### The task
Reproduce the entries below verbatim, omitting the pictures.

[Dataset excerpts on object pointing]

- - - - -

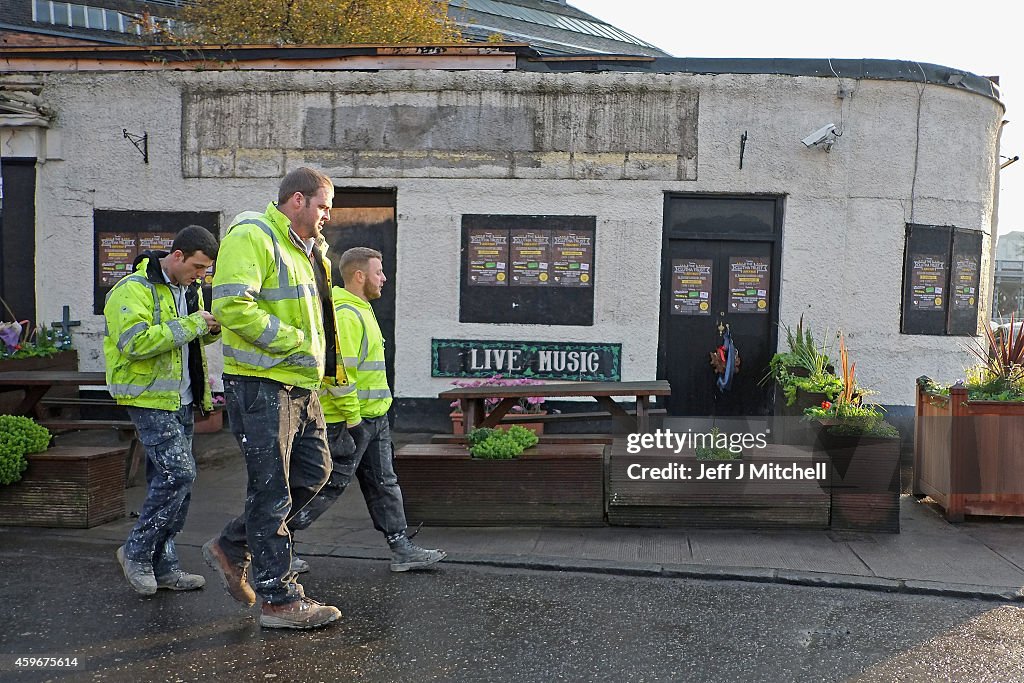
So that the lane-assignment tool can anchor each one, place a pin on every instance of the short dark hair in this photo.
(194, 239)
(305, 180)
(354, 259)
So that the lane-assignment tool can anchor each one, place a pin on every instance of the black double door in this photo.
(720, 273)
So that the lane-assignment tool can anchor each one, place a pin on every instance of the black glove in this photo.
(360, 434)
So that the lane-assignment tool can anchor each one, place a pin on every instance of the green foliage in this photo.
(500, 443)
(719, 449)
(880, 429)
(825, 383)
(18, 436)
(317, 23)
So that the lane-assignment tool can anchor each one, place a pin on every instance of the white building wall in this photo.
(909, 153)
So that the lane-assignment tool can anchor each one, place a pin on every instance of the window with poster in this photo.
(528, 269)
(121, 236)
(941, 281)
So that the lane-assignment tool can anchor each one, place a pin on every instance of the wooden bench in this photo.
(472, 401)
(135, 454)
(554, 484)
(72, 486)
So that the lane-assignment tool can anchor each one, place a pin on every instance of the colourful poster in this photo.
(749, 284)
(691, 281)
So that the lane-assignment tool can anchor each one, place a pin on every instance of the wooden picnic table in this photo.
(472, 399)
(36, 384)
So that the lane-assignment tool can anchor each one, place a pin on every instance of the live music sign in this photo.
(592, 361)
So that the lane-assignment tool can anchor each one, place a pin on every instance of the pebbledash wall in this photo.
(510, 135)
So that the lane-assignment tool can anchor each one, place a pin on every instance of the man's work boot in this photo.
(407, 555)
(176, 580)
(303, 613)
(139, 574)
(231, 575)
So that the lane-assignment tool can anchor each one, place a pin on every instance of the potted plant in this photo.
(863, 452)
(968, 434)
(804, 377)
(73, 486)
(525, 406)
(24, 348)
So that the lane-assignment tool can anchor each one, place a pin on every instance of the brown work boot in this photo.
(231, 575)
(303, 613)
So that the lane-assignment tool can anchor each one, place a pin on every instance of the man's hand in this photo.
(212, 322)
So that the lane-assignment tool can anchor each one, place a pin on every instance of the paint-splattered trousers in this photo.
(170, 471)
(283, 436)
(374, 467)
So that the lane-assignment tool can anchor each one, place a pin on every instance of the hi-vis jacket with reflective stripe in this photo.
(266, 301)
(361, 346)
(143, 340)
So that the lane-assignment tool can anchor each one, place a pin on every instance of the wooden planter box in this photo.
(864, 481)
(549, 484)
(71, 486)
(967, 454)
(723, 503)
(788, 427)
(9, 400)
(211, 423)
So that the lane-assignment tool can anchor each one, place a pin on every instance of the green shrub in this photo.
(18, 436)
(499, 443)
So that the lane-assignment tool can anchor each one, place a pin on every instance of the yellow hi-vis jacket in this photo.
(266, 301)
(143, 339)
(363, 350)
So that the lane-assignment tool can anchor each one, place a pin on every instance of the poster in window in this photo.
(965, 286)
(116, 253)
(749, 281)
(488, 255)
(572, 258)
(529, 258)
(691, 287)
(928, 272)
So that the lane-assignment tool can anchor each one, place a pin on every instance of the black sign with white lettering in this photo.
(544, 360)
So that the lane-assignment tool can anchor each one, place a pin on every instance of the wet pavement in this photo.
(460, 623)
(612, 603)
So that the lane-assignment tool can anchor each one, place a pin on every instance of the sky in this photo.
(972, 38)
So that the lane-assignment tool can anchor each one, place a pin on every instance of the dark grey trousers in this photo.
(283, 436)
(170, 471)
(374, 467)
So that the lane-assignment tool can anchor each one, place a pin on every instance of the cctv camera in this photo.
(820, 135)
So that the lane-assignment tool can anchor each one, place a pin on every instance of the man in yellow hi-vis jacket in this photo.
(369, 456)
(156, 367)
(271, 293)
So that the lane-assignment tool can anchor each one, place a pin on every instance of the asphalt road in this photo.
(60, 598)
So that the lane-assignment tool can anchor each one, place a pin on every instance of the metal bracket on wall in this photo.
(141, 143)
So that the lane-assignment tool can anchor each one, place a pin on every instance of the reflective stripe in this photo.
(341, 390)
(261, 360)
(283, 279)
(178, 331)
(223, 291)
(272, 328)
(290, 292)
(374, 393)
(135, 390)
(129, 334)
(364, 343)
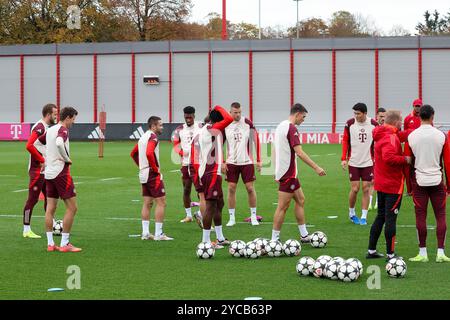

- - - - -

### Result of this exercise
So that the lane-assignment tool can anchor each one, place a pin on every instance of the short dark hair in this photo.
(194, 239)
(305, 180)
(354, 259)
So that the lane-assignment tool can anchor each one, place a pin on every instance of the black double door in this photo.
(720, 273)
So that the lane-assignment tool can anchor each one, place a pin on every instance of the black glove in this photo.
(360, 434)
So that the lane-assignment tool can anchor each one, place a pin on every instance of the green foliage in this photo.
(500, 443)
(719, 449)
(880, 429)
(825, 383)
(18, 436)
(317, 23)
So that the lane-assignment tool can anchor each one, place a pin on every instance of the white building wall in this photo.
(909, 153)
So that the lane-assignment tool can anchor each one, place a pin on every instance of the window with poster in this photo.
(528, 269)
(121, 236)
(941, 281)
So that the lane-assignment tool can anchor each one, place a pin on every instance of the wooden bench in this photo.
(472, 401)
(135, 454)
(554, 484)
(72, 486)
So that the lane-assignment tool can anchor each one, place a pin on every instance of the colourful poster in this photo.
(749, 284)
(691, 281)
So that the lane-assignment tool can anchor each one, place a pin on every instance of the wooden picnic table in this photo.
(472, 399)
(36, 384)
So that the lane-assignment tool can anchor each one, place a pin on every instance of the live music sign in this photo.
(592, 361)
So that the lane-assignment tool can anchor each one, place a pin on every instance of the pebbledash wall in this photo.
(510, 135)
So that the lane-assignment tool can anchor each one, place a pin on every instance of the man's work boot in this photo.
(407, 555)
(176, 580)
(303, 613)
(139, 574)
(231, 575)
So that the lane-assignment tool can anchor each one, place a pin on every instance of the potted plant in this photo.
(863, 452)
(968, 434)
(804, 377)
(73, 486)
(525, 406)
(24, 348)
So that the lane-assignment tool can anchor each one, place a pin on every instance of the brown work boot in this photo.
(231, 575)
(303, 613)
So that the lane-assignment tool can anchor each one, place a pin on every instance of the man's hand in this photo.
(212, 322)
So that the lane-assignment tool can anchor each one, place a pin on every instance of the paint-splattered trousers in this photo.
(170, 471)
(283, 436)
(374, 467)
So that the lane-assignment tool can anchor each one, place a pin on every instance of the hi-vis jacket with reflective stripe in this photo.
(266, 301)
(361, 346)
(143, 340)
So that the lane-assignment tool can anchor each one, place a pin on every instance of the wooden planter box in this photo.
(864, 481)
(549, 484)
(71, 486)
(967, 454)
(723, 503)
(788, 427)
(9, 400)
(211, 423)
So that the lane-assignment tool can anchor each one, place a pin on every instance of the green shrub in this photo.
(18, 436)
(499, 443)
So that the lane-assignment tool can anchor each one, place a pin on every instance of the yellow hi-vis jacket in this photo.
(266, 301)
(143, 339)
(363, 350)
So that the lane-assignment tool can anchor each one, place a pin on every instance of the poster in window in this photo.
(965, 286)
(116, 253)
(749, 281)
(488, 255)
(572, 258)
(529, 258)
(691, 287)
(928, 272)
So that the lane-assignment tool can anchor each one, place a pin on every instance of the black sign with white lettering in this photo.
(544, 360)
So that the lane-assignment tool can anchor each one, place a pin on every instance of the wet pavement in this photo.
(460, 623)
(612, 603)
So that the lane-assignment tool can anchor each one, place a pin on every instance of the sky in this photo.
(972, 38)
So that the lane-assignment tool can anchor each one, place a pin on every instance of the dark grey trousers in this photo.
(283, 436)
(170, 471)
(374, 467)
So that the lane-assignment tool can anchor each one, place a pin on every instance of the cctv camera in this photo.
(820, 135)
So that the lane-assignment tool can anchor each one, place a pin on every instance of the man in yellow hi-vis jacket in this photo.
(369, 456)
(156, 367)
(271, 293)
So that the lane-assignment tool can anchor each one, place a pin on every instance of the asphalt road in this photo.
(60, 598)
So that the lane-assignment tool can anchor each one, place a pin on every instance of the metal bracket on wall in this photo.
(141, 143)
So that the lane-assignment tool can anchor each one, place a pin on every instance of the reflective stripe in this photo.
(341, 390)
(261, 360)
(283, 279)
(178, 331)
(223, 291)
(272, 328)
(290, 292)
(374, 393)
(135, 390)
(129, 334)
(364, 343)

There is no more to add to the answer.